+++ DATA FOR ANALYSIS

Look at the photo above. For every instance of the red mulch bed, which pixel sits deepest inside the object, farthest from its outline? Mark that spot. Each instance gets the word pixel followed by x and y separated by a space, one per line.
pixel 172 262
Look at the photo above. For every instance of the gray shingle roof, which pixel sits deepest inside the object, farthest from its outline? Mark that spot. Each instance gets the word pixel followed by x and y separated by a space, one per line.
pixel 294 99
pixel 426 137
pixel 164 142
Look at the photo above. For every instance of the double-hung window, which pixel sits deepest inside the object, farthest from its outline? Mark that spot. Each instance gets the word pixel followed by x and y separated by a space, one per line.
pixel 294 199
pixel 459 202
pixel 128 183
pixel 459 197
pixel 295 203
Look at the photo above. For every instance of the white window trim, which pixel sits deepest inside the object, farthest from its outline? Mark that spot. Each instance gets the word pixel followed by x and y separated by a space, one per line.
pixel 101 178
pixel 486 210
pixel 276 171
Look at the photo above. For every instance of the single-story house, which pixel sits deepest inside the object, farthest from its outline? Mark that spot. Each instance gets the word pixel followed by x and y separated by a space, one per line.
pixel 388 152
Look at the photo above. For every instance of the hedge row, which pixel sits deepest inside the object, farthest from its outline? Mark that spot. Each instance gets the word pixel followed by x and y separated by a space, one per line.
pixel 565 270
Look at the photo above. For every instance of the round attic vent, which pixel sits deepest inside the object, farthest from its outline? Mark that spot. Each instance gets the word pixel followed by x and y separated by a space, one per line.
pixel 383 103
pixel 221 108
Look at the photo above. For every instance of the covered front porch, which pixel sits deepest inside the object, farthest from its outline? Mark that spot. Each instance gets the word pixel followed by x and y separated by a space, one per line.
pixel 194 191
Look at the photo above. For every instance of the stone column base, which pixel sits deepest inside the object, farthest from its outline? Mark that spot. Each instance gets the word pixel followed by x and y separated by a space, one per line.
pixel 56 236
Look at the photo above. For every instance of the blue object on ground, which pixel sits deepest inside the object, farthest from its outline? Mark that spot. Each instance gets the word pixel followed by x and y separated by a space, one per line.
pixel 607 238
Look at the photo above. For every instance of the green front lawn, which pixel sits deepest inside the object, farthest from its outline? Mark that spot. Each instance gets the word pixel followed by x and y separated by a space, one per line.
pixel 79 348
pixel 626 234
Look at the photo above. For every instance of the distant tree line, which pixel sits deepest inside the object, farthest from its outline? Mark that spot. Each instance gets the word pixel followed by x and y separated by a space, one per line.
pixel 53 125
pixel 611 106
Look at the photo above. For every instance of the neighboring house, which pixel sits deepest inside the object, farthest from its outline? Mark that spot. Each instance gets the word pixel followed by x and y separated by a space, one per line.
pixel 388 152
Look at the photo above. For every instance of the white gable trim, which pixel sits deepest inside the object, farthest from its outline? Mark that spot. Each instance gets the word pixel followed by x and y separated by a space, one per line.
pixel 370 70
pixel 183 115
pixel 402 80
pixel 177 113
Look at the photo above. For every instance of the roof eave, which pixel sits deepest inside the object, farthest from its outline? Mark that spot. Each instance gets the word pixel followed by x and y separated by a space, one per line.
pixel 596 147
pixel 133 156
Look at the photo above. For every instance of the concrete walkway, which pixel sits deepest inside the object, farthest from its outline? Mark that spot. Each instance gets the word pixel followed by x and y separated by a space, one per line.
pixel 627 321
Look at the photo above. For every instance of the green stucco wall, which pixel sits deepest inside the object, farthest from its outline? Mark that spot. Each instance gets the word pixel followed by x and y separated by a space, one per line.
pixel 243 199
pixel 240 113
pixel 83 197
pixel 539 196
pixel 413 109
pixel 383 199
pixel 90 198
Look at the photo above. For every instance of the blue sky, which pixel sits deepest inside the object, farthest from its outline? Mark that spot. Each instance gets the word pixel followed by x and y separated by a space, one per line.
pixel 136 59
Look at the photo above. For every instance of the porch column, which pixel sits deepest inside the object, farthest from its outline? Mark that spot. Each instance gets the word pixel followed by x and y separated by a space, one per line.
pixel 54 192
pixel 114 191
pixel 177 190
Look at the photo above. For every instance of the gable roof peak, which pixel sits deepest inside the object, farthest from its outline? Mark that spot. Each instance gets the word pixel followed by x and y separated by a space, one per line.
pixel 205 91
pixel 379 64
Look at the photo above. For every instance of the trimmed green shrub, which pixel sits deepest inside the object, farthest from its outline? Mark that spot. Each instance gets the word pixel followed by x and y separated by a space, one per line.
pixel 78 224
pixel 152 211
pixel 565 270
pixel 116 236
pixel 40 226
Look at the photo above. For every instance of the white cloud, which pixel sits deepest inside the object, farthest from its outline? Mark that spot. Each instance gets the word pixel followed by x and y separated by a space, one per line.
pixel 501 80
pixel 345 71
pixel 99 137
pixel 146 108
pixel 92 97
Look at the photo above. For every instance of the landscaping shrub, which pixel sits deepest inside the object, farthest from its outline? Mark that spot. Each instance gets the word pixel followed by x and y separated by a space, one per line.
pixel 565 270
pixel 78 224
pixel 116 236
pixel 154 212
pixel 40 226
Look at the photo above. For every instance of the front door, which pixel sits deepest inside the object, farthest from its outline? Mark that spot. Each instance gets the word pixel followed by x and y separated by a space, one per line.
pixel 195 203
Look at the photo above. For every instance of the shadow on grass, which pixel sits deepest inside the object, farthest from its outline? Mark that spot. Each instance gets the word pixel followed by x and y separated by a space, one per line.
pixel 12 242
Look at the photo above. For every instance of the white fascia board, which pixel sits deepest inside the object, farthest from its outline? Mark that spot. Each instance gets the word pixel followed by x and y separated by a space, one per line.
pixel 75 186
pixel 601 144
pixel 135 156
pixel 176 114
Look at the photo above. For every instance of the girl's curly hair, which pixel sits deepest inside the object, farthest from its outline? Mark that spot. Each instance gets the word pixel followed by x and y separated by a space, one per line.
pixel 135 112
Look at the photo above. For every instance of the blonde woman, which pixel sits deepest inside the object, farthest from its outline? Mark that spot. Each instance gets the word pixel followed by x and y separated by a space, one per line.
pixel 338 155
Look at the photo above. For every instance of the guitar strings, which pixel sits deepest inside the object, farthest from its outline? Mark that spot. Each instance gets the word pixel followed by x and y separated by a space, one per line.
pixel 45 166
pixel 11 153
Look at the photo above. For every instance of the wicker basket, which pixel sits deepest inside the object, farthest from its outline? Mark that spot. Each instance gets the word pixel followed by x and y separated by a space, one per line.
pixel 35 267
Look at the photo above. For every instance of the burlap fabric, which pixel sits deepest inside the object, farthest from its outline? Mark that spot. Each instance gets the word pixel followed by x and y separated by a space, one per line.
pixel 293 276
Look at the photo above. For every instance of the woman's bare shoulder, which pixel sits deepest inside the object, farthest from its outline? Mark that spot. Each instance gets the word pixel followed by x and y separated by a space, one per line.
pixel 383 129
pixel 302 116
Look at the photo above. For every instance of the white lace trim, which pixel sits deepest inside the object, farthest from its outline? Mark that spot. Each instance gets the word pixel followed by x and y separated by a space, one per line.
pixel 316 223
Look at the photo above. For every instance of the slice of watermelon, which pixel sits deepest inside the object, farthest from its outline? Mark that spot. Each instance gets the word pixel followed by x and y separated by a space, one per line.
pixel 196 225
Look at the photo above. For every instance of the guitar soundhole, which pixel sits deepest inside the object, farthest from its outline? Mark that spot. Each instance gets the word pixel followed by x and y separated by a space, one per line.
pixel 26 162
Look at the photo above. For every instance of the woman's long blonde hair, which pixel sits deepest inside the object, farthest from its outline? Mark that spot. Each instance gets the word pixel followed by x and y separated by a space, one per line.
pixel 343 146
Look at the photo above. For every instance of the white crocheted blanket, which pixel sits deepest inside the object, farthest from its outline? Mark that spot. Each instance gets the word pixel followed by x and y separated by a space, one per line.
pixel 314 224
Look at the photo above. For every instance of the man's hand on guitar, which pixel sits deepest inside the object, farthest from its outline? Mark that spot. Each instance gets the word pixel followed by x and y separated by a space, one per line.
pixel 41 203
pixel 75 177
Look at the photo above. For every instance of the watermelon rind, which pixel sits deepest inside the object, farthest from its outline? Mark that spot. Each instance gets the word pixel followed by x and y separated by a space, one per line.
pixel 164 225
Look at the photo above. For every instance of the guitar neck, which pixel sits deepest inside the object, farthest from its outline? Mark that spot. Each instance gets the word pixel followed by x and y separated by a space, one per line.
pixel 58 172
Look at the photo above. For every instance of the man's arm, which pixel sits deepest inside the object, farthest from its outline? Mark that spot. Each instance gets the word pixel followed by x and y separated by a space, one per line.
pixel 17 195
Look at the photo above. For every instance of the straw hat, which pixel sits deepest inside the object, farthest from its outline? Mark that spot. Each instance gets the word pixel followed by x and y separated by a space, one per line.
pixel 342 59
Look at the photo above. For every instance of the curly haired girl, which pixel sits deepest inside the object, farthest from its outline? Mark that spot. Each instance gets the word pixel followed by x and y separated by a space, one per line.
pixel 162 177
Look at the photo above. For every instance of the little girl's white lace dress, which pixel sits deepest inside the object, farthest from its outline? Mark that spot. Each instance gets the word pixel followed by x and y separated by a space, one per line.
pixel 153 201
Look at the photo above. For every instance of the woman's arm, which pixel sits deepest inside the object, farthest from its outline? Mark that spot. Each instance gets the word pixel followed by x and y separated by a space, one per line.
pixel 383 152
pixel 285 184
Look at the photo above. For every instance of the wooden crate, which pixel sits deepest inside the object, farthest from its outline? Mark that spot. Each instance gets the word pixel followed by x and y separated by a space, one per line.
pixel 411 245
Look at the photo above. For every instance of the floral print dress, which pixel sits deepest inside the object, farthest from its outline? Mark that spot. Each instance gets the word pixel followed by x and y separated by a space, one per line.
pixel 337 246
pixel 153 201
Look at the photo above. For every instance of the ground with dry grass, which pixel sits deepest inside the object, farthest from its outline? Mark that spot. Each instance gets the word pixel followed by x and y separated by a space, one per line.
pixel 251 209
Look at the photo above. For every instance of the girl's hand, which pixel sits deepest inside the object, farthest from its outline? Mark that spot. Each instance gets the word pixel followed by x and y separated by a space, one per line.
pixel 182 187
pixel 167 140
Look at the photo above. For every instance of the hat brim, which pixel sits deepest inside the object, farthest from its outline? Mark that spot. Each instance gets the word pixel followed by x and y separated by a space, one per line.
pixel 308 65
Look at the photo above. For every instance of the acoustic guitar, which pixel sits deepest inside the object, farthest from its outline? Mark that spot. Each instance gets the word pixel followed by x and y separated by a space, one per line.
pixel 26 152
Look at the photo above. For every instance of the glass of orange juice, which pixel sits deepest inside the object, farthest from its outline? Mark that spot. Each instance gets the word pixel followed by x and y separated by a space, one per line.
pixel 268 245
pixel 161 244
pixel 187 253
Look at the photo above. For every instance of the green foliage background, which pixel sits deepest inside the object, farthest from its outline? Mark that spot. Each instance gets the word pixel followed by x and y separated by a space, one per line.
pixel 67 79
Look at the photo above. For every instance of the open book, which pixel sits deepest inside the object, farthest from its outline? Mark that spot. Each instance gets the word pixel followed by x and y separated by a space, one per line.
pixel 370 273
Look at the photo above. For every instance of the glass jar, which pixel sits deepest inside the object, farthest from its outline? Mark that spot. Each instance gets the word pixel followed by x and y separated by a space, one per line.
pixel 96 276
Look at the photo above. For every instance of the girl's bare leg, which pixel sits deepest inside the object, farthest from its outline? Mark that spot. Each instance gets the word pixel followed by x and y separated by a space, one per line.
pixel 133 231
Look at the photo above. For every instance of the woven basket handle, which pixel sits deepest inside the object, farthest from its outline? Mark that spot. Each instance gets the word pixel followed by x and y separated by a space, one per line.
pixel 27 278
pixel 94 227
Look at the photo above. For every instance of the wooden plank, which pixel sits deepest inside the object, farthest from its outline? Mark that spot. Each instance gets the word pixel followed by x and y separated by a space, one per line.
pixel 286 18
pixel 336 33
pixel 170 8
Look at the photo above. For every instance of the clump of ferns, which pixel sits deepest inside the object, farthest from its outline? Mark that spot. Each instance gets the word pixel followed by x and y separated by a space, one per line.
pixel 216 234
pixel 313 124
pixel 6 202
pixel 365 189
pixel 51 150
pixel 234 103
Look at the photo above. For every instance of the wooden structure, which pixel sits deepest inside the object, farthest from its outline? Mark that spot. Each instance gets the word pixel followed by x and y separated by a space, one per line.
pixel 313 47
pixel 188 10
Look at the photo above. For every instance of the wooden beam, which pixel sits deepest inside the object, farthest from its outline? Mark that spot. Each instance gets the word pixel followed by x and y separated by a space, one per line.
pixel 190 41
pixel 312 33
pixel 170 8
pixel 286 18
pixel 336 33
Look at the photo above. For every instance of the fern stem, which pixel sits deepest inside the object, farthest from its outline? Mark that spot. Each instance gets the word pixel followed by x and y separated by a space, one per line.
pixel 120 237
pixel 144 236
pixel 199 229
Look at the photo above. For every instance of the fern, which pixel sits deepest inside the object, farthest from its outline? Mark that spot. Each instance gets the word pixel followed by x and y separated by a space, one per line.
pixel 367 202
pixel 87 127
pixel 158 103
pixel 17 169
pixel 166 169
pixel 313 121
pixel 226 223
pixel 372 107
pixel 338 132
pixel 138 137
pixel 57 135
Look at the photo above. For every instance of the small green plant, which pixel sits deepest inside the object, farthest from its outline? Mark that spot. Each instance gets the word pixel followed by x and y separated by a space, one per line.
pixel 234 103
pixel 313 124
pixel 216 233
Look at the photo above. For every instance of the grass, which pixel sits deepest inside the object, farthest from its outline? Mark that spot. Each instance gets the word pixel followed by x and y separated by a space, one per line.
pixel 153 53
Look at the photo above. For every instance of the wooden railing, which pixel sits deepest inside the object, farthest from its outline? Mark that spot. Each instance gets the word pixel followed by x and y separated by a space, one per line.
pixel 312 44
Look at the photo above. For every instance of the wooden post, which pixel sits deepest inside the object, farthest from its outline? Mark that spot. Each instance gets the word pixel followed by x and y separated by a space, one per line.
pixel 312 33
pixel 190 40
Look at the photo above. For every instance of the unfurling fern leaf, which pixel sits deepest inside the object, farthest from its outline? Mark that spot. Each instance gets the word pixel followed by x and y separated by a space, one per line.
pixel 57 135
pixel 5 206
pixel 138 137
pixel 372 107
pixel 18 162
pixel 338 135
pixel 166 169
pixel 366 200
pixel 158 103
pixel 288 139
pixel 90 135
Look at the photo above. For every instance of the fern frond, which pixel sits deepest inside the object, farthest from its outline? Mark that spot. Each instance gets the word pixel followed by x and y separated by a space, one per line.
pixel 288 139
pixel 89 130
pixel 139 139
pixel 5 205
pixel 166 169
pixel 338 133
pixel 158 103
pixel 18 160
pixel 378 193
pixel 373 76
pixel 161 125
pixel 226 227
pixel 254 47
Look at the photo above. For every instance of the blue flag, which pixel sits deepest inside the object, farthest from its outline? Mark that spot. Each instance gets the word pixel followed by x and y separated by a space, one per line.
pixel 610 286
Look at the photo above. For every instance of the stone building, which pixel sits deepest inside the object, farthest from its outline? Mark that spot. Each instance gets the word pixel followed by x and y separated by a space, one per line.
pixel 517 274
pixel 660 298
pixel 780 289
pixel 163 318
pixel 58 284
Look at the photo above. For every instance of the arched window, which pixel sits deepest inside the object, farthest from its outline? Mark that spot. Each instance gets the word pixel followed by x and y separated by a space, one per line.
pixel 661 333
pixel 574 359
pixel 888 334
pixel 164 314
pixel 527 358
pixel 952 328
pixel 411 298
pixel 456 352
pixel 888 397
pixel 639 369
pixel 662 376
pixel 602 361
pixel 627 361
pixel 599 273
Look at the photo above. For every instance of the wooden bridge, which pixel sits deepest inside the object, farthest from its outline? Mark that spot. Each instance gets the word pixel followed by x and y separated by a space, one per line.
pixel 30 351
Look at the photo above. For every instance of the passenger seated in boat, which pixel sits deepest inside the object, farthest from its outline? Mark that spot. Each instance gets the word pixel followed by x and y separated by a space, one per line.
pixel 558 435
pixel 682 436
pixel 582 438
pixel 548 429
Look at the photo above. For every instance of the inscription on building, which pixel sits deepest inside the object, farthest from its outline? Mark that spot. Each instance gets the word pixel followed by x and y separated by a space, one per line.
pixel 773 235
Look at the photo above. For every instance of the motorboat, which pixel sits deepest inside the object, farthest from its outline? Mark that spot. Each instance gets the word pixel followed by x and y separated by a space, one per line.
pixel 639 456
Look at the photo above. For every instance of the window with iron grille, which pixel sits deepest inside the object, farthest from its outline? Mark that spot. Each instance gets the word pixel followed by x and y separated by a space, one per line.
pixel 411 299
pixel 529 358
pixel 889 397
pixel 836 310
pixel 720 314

++++++

» **PROBLEM DETAILS**
Retype, without any change, every line from the one with "Look at the photo above. For every instance of the inscription" to the bottom of the listing.

» **TASK ANSWER**
Look at the photo above. For every instance of the inscription on building, which pixel sits deepest inside the object, farthest from its outline? Mark that spot. Each instance gets the word pixel followed by x and y separated by a space, one per line.
pixel 773 235
Look at the photo above. For every instance of the motorboat, which pixel sits deepest inside the object, farthest from its outline? Mark that spot. Each instance gets the word pixel followed by x and y separated by a space, one per line.
pixel 639 456
Look at the photo above. For every instance of the window with iron grille, which pixel sits deepest inside the object, farthest from its outline? Mark that spot. Each instance gets the word pixel followed by x and y separated by a space, one per line.
pixel 411 299
pixel 529 358
pixel 889 397
pixel 836 310
pixel 720 314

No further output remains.